# Dataset records:
= = = =
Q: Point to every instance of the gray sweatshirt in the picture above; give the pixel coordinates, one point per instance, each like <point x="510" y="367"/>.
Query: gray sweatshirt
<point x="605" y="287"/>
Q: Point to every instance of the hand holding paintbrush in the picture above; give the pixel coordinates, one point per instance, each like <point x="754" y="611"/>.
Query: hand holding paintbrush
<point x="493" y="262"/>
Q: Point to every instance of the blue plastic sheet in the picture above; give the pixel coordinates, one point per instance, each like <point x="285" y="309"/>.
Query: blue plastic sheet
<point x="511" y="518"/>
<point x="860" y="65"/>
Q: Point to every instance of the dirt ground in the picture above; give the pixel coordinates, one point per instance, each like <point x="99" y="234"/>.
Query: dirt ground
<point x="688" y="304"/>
= = = =
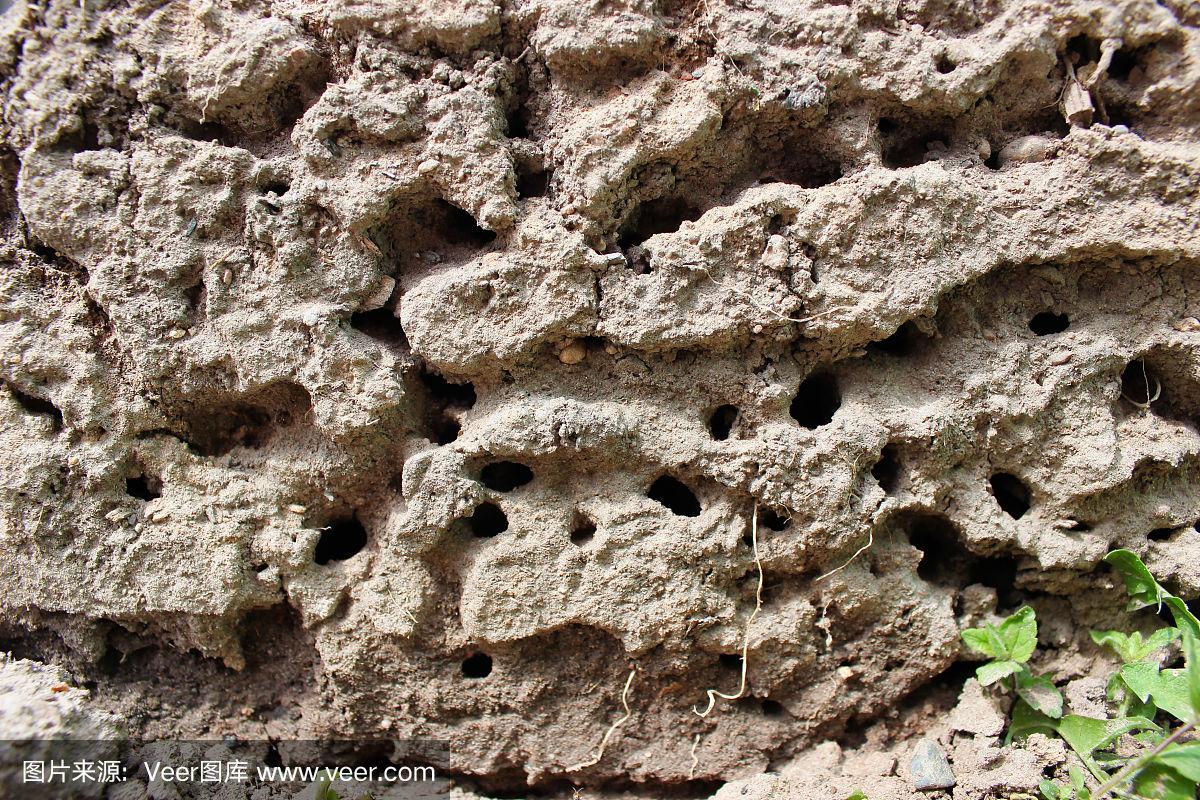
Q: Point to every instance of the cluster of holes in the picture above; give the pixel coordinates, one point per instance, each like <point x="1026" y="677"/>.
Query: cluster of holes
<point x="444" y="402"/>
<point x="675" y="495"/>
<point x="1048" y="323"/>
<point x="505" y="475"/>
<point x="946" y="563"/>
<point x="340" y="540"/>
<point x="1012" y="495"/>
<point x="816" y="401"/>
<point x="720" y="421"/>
= = = =
# PROMPT:
Among the entries above, find every line holding "instance" and copy it.

# TASK ANSWER:
Q: Point to every instance of the gray sweatshirt in the picture above; give the pixel coordinates, one point per instance, each like <point x="510" y="367"/>.
Q: Point to every instance of the hand holding paintbrush in the picture above; give the pixel coordinates, one point per instance, each like <point x="754" y="611"/>.
Q: Point to every instance of the blue plastic sheet in the picture above; give the pixel coordinates, one point per instance, each like <point x="285" y="309"/>.
Q: Point to every instance of the dirt ground in the picture above; give the pixel coordinates, one point per instance, each like <point x="99" y="234"/>.
Q: Point to every instance of the cluster of holes in the picture above; give the pixel coordinates, one point per instance, each like <point x="1026" y="677"/>.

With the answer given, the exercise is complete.